- TEXT BLOCK -
- - - - -

Objective hazards are caused by the mountain and weather and cannot be influenced by man; for example, storms, rockfalls, icefalls, lightning, and so on.
a. Altitude. At high altitudes (especially over 6,500 feet), endurance and concentration is reduced. Cut down on smoking and alcohol. Sleep well, acclimatize slowly, stay hydrated, and be aware of signs and symptoms of high-altitude illnesses. Storms can form quickly and lightning can be severe.
b. Visibility. Fog, rain, darkness, and or blowing snow can lead to disorientation. Take note of your exact position and plan your route to safety before visibility decreases. Cold combined with fog can cause a thin sheet of ice to form on rocks (verglas). Whiteout conditions can be extremely dangerous. If you must move under these conditions, it is best to rope up. Have the point man move to the end of the rope. The second man will use the first man as an aiming point with the compass. Use a route sketch and march table. If the tactical situation does not require it, plan route so as not to get caught by darkness.
c. Gullies. Rock, snow, and debris are channeled down gullies. If ice is in the gully, climbing at night may be better because the warming of the sun will loosen stones and cause rockfalls.

- - - - -

- INFORMATION PROVIDED -
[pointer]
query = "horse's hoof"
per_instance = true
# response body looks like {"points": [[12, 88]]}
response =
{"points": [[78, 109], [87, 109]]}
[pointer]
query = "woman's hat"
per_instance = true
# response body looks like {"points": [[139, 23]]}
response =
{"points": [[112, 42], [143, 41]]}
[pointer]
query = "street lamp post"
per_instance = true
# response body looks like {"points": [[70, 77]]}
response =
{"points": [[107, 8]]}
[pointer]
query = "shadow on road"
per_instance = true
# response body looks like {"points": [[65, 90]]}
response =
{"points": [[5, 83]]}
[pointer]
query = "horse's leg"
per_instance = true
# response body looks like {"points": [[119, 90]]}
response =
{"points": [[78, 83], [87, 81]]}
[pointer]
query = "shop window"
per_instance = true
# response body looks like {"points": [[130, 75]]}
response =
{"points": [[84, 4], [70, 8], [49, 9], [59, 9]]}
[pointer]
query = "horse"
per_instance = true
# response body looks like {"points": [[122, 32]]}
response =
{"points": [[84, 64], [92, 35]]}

- - - - -

- TASK INSTRUCTIONS -
a) In the mountain hazards text, what forms on rocks when cold combines with fog?
b) Carry on writing the mountain hazards text from its last sentence.
The listing is unrelated to the mountain hazards text.

- RESULTS OF THE EXERCISE -
a) A thin sheet of ice, called verglas.

b)
d. Rockfall. Blocks and scree at the base of a climb can indicate recurring rockfall. Light colored spots on the wall may indicate impact chips of falling rock. Spring melt or warming by the sun of the rock/ice/snow causes rockfall.
e. Avalanches. Avalanches are caused by the weight of the snow overloading the slope. (Refer to paragraph 1-25 for more detailed information on avalanches.)
f. Hanging Glaciers and Seracs. Avoid, if at all possible, hanging glaciers and seracs. They will fall without warning regardless of the time of day or time of year. One cubic meter of glacier ice weighs 910 kilograms (about 2,000 pounds). If you must cross these danger areas, do so quickly and keep an interval between each person.
g. Crevasses. Crevasses are formed when a glacier flows over a slope and makes a bend, or when a glacier separates from the rock walls that enclose it. A slope of only two to three degrees is enough to form a crevasse. As this slope increases from 25 to 30 degrees, hazardous icefalls can be formed. Likewise, as a glacier makes a bend, it is likely that crevasses will form at the outside of the bend. Therefore, the safest route on a glacier would be to the inside of bends, and away from steep slopes and icefalls. Extreme care must be taken when moving off of or onto the glacier because of the moat that is most likely to be present.